== INSTRUCTIONS TO FOLLOW ==
Resume the article on tax rule diversification for retirement savers, carrying it on from its last sentence.

== TEXT SHOWN ==
··········

Eric Henderson (Credit: Nationwide) Eric Henderson (Credit: Nationwide)

Many retirement savers know they should have a mix of different types of stocks and bonds in their investment portfolios, not just a big block of stock in XYZ Current Tech Sizzler Inc.

Some savers have a vague idea that they should look at their investment assets together with other assets and resources, such as their homes, their life insurance policies, and their ability to earn a paycheck.

Nationwide Financial is trying to draw savers’ attention to another type of diversification: tax rule diversification.

The company is working to spread the idea that savers should consider having different parts of their financial assets come under different types of tax rules, to reduce the odds that changes in one state or federal rule, or set of rules, will wipe out their retirement income.

Resources

  • A link to the Nationwide retirement income tax survey is available here.
  • An article about Insured Retirement Institute ideas for putting the yolk back in the nest eggs is available here.

Eric Henderson, president of Nationwide’s Nationwide Annuity unit, talked about tax rule diversification Tuesday, in an interview.

Even if the current tax environment is friendly toward a saver’s assets now, “what are the chances it’s going to look the same in 10 or 20 years?” Henderson asked.

Henderson said that the uncertainty about tax rules may be even greater this year, given all of the uncertainty surrounding the COVID-19 crisis, and the nature of presidential and congressional election politics.

“There’s always a difference between the two major parties,” Henderson said.

But, this year, he said, “it seems like the difference is widening some.”

Nationwide has supported the retirement income tax awareness campaign by having a think affiliate, the Nationwide Retirement Institute, commission an online survey. The survey took place from April 18 through May 7. The participants were 1,301 adults ages 50 and older. All participants currently collect or plan to collect Social Security benefits, have at least $150,000 in investable assets, and are either currently retired or plan to retire within the next 10 years.

Here are five things to know about what Henderson and Nationwide are seeing in connection with annuity prospects and taxes, based on the interview and the survey results

1. The COVID-19 crisis has not sparked an immediate raid on individual annuities.

Henderson personally has direct interactions with Nationwide’s individual life and annuity operations. At this point, he said, he has not seen any noticeable increases in surrenders or withdrawals.

He speculated that this may be partly because many people are sitting on the sidelines and thinking about what to do next.

2. Many near retirees are hungry for information about retirement tax planning.

The survey team found, for example, that 77% of the near retirees who participated in the survey want to know how taxes on Social Security will affect post-retirement income, and 58% want to know about how taxes will affect annuity income.

The effect of taxes on life insurance is the least popular topic the survey team tested, and 50% of the near retirees wanted to know more about that.

3. A significant minority of high-asset survey participants have little understanding of how U.S. income taxes work.

··········

== INFORMATION PROVIDED ==
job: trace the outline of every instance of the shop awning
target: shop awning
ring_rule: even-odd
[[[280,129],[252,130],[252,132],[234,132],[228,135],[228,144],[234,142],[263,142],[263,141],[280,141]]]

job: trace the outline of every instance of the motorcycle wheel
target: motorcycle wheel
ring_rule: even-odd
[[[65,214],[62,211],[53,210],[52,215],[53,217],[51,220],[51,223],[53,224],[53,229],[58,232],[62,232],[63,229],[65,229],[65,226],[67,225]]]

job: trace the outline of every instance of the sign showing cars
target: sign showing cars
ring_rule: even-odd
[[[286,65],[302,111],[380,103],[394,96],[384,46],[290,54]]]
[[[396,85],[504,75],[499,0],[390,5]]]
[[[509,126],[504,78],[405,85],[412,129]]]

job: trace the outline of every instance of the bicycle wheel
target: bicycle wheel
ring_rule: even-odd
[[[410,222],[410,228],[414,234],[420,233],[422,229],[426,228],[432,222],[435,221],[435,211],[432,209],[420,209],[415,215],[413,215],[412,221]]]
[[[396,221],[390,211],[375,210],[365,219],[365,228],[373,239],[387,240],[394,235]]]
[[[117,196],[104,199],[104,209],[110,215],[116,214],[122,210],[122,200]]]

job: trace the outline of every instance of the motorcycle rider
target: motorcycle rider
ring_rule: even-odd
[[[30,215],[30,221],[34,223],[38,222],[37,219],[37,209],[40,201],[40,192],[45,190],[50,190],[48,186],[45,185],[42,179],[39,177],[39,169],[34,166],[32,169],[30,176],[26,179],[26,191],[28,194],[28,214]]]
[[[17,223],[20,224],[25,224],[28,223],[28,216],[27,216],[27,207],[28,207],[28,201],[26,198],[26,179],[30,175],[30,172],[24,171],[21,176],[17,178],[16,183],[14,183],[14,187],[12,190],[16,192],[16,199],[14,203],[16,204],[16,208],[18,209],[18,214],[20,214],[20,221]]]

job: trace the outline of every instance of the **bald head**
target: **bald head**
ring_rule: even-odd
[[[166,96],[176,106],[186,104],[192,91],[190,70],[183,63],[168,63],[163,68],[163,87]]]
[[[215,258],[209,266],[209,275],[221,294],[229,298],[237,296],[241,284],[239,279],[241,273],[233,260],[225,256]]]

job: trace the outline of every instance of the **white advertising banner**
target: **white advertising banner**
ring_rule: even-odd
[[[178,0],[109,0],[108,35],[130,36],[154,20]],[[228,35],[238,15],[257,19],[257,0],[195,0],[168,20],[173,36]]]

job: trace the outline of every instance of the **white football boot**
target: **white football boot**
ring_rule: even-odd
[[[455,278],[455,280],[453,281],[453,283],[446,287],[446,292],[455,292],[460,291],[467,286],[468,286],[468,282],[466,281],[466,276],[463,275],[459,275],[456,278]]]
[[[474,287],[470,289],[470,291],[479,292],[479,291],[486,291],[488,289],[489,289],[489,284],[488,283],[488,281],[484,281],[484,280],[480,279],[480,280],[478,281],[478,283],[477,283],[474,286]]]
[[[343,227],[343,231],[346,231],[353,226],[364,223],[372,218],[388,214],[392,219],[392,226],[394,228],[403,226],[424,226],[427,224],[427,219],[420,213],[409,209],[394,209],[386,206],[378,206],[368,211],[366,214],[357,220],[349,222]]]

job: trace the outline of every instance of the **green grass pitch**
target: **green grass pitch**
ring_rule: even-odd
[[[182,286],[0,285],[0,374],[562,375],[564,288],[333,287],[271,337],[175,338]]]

··········

== ANSWER TO THE PROBLEM ==
The survey team broke participants into three categories: $150,000 to $499,999 in investable assets; $500,000 to $999,999 in investable assets; and $1 million or more in investable assets.

About 18% of all of those participants think, incorrectly, that the United States already has a flat income tax system.

Higher-asset participants were more likely to get that basic question correct, but 10% of the participants in the $1 million-and-over category got the question wrong.

Similarly, 20% of all participants, and $12% of the highest-asset participants, did not understand that Social Security benefits can be taxed.

4. About 20% of the near retirees are not getting much, or any, outside help with understanding retirement planning tax considerations.

About 14% of the near retirees said they do not get information about that topic.

Another 6% depend on sources such as online research, personal research, the employer’s human resources department, or general reading materials.

About 50% have a financial advisor.

Just 31% have a tax accountant.

5. Near retirees actually care more about health care costs, health insurance and long-term care planning than taxes.

About 59% rate taxes as a top retirement planning return.

That ranks ahead of topics such as budgeting, emergency savings and Social Security.

But tax planning comes in fourth on the concern list.

The percentages of near retirees citing something as a top concern are 66% for health insurance, 70% for long-term care, and 76% for health care costs.

This is something financial professionals who are not tax professionals can talk to clients about.

Henderson noted that financial professionals work at all kinds of different firms and have all different kinds of knowledge about taxes.

Just about all licensed insurance agents who work with annuities can talk, generally, about how the rules work, and about the characteristics of different products, Henderson said.

Henderson said financial professionals can turn to insurance carriers’ advanced sales teams for answers to more complicated questions, and they can encourage clients to talk to their own tax advisors.

Other sources of advice could include financial professionals’ own tax and compliance advisors, marketing organization team support teams, and the IRS and state tax agency websites.